ACTIVITY: Once the line containing "In the photo above, where can the pink" is found, copy that line and all remaining lines of the records exactly, including the last one, and add nothing.

DATA SHOWN:

▬▬▬▬▬▬▬▬▬▬

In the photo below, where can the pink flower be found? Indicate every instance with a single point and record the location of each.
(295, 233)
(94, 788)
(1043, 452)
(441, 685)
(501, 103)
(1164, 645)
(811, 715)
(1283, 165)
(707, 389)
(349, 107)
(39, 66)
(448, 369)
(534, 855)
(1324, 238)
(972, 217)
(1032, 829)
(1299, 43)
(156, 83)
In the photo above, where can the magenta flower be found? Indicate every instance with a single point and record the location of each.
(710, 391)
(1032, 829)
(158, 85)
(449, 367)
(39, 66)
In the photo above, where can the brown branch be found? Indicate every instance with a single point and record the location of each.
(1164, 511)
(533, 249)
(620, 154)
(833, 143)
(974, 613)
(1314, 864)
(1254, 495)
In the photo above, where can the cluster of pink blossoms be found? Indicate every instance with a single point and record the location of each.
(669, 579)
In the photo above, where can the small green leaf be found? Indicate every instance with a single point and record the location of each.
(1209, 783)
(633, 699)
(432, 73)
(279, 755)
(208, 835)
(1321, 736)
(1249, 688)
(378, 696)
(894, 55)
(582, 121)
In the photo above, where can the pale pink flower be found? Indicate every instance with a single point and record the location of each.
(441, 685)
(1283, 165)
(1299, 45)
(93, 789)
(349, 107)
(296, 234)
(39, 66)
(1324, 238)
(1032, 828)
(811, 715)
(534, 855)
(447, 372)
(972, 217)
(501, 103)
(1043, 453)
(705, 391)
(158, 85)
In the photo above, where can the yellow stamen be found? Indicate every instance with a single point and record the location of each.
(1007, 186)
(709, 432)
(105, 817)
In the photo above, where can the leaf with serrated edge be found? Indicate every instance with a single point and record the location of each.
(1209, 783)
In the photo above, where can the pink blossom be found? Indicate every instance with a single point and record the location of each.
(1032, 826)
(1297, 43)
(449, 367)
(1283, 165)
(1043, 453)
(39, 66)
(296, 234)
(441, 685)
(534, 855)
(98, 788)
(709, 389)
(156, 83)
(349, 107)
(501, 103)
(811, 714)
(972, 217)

▬▬▬▬▬▬▬▬▬▬

FINAL ANSWER:
In the photo above, where can the pink blossom be found? Indicate every instance with a single point and record the location of each.
(1032, 826)
(1297, 43)
(449, 367)
(1283, 165)
(1043, 453)
(39, 66)
(296, 234)
(441, 685)
(534, 855)
(98, 788)
(709, 389)
(156, 83)
(349, 107)
(501, 103)
(811, 714)
(972, 217)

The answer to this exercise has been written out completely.